>> BEGIN Quoted text

For the session management, this guide takes the simplest route by enabling sticky session, instead of adding complexity in the .NET sample app.

Sticky sessions are a mechanism to route requests from the same client to the same target. Elastic Load Balancers support sticky sessions. Stickiness is defined at a target group level.

So the next step is to modify the Load balancing target group created by the ECS Service - Graviton2ECS-ALB-TG, and enable Session stickiness.

  1. Go to EC2 from the Services drop down in the top navigation or search for EC2, click on Target Groups from Load Balancing category in the left hand side navigation pane.

  2. Choose the name of Graviton2ECS-ALB-TG target group to open its details page.

  3. On the Group details tab, in the Attributes section, choose Edit.

Load Balancer edit attributes On the Edit attributes page,

  1. Select Stickiness.

  2. For Stickiness type, select Load balancer generated cookie.

  3. For Stickiness duration, leave the default value of 1 day.

  4. Choose Save changes.

Load Balancer enable Sticky Session

Test the deployment

Now the application is ready for testing, and you need to find the public facing URL of the application, which is the DNS Name of the Application Load Balancer created by ECS Service.

>> END Quoted text
>> BEGIN Data extract

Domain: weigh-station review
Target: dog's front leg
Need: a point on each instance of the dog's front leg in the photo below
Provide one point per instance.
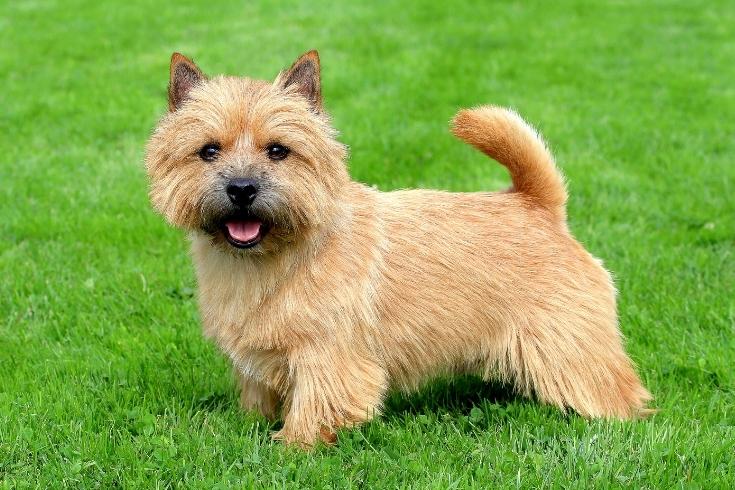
(255, 395)
(329, 389)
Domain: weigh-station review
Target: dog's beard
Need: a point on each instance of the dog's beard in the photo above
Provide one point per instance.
(258, 228)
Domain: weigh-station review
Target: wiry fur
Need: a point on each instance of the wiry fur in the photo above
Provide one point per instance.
(355, 290)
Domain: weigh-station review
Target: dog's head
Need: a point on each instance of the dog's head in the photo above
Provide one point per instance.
(254, 165)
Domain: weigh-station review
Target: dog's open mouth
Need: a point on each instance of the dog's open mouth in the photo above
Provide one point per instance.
(244, 233)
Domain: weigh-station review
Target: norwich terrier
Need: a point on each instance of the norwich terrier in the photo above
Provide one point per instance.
(326, 293)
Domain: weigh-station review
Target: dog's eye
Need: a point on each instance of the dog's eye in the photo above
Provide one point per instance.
(209, 152)
(277, 151)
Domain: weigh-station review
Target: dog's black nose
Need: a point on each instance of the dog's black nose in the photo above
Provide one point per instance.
(242, 192)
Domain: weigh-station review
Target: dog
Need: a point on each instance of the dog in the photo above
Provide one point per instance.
(326, 293)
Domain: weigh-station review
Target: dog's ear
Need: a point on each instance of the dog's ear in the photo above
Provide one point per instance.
(305, 75)
(184, 75)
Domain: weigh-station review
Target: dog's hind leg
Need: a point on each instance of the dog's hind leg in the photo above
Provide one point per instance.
(577, 366)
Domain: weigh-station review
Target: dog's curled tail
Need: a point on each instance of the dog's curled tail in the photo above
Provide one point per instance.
(504, 136)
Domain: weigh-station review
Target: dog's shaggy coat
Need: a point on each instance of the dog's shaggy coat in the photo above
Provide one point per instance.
(353, 291)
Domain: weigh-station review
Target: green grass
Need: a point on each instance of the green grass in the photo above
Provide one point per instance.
(105, 380)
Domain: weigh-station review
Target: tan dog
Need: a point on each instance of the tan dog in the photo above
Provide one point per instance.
(325, 292)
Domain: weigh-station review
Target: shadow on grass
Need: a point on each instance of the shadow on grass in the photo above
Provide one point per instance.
(457, 395)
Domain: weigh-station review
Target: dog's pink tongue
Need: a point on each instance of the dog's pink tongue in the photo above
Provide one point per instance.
(243, 231)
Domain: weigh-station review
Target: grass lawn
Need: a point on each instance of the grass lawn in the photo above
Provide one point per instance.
(105, 379)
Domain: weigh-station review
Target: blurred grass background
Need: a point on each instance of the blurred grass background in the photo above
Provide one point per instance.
(105, 380)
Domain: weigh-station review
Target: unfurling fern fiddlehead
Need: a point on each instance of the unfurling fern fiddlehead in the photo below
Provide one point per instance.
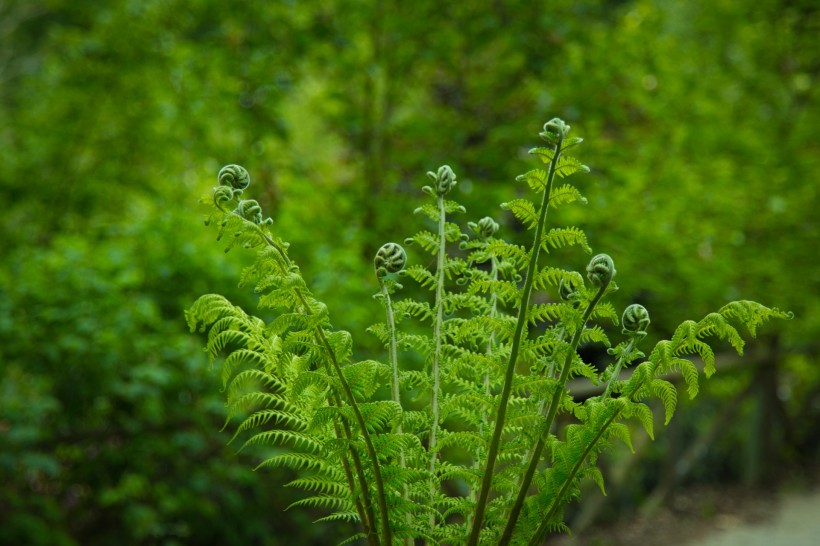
(365, 457)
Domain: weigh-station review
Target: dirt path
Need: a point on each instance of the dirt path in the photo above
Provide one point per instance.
(796, 522)
(718, 516)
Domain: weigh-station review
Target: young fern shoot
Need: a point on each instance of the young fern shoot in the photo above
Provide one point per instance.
(485, 463)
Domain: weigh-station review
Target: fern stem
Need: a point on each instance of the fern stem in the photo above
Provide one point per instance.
(547, 423)
(394, 365)
(437, 354)
(366, 515)
(577, 466)
(542, 528)
(485, 416)
(368, 442)
(617, 371)
(506, 389)
(351, 400)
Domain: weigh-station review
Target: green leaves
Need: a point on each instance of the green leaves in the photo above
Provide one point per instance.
(478, 371)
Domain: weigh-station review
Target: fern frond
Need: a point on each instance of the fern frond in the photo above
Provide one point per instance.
(524, 210)
(563, 237)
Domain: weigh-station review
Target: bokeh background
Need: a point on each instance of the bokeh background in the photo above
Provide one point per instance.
(702, 131)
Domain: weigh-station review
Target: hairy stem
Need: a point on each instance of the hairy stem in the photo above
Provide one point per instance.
(485, 416)
(365, 510)
(556, 503)
(437, 353)
(351, 401)
(617, 371)
(394, 365)
(555, 403)
(506, 389)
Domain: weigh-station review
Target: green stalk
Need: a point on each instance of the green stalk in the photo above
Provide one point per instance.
(394, 365)
(351, 400)
(365, 510)
(437, 353)
(492, 451)
(485, 417)
(556, 503)
(617, 371)
(547, 423)
(535, 540)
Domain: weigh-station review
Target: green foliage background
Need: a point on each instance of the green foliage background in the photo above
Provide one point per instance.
(701, 121)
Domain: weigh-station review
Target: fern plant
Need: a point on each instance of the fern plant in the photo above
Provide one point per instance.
(464, 450)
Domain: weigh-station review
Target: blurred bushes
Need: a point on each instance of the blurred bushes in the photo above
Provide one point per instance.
(702, 131)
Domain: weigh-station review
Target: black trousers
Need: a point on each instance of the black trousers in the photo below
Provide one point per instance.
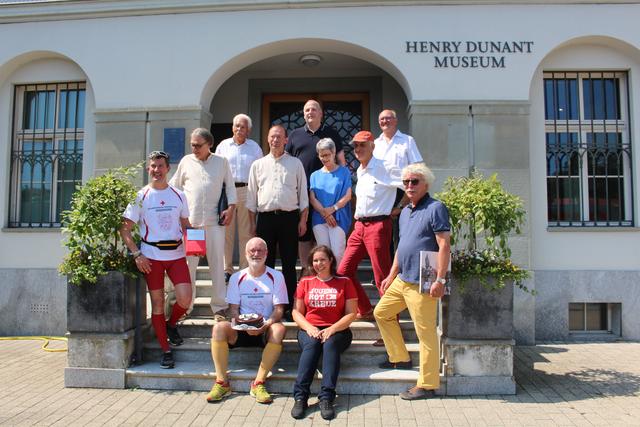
(280, 230)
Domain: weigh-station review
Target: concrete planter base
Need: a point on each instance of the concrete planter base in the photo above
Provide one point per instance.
(107, 307)
(474, 367)
(478, 313)
(101, 325)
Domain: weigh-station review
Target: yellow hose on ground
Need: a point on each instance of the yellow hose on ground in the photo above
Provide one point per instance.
(44, 345)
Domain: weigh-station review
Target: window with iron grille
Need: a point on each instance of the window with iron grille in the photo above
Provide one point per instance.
(46, 156)
(588, 148)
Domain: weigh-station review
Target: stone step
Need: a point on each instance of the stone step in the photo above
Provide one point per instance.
(202, 308)
(205, 289)
(365, 272)
(199, 376)
(362, 330)
(360, 353)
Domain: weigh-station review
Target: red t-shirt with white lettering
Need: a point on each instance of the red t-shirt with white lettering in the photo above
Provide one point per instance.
(325, 301)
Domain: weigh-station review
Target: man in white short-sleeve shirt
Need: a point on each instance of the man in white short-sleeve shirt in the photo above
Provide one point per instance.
(241, 152)
(260, 290)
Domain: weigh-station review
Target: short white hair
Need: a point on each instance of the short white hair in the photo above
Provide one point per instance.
(419, 169)
(244, 117)
(255, 239)
(326, 144)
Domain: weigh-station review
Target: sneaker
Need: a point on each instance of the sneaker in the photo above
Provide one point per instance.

>> END Data extract

- [Exercise directions]:
Continue the guide on enabling sticky sessions for the ECS load balancer target group, picking up after its last sentence. The rows after the guide aren't needed for anything here.

- [Result of the task]:
  1. Staying on EC2 Service console, click on Load Balancers on the left side Navigation pane, and select Graviton2ECSALB.

  2. Copy the value of DNS Name as shown below:

Load Balancer copy DNS name

  1. Open the copied URL in a new Browser window, It should open the Sample Application - Academy Award website.

Web Application landing page

Application is in read-only for anonymous users, to be able to modify the data, you can log in to the application using following admin credentials:

Username: admin
Password: Pass@word1

When you logged in for the first time, application asks you to set a new password for your user, choose a new password and continue.

Web Application set new password

This step completes the deployment of Sample .NET Web Application on Amazon ECS.

Module 6: Monitoring and Logging

This final module will focus on how you enable monitoring for your ECS environment using Amazon CloudWatch Container Insights.

This can be used to collect, aggregate, and summarize metrics and logs from your containerised application.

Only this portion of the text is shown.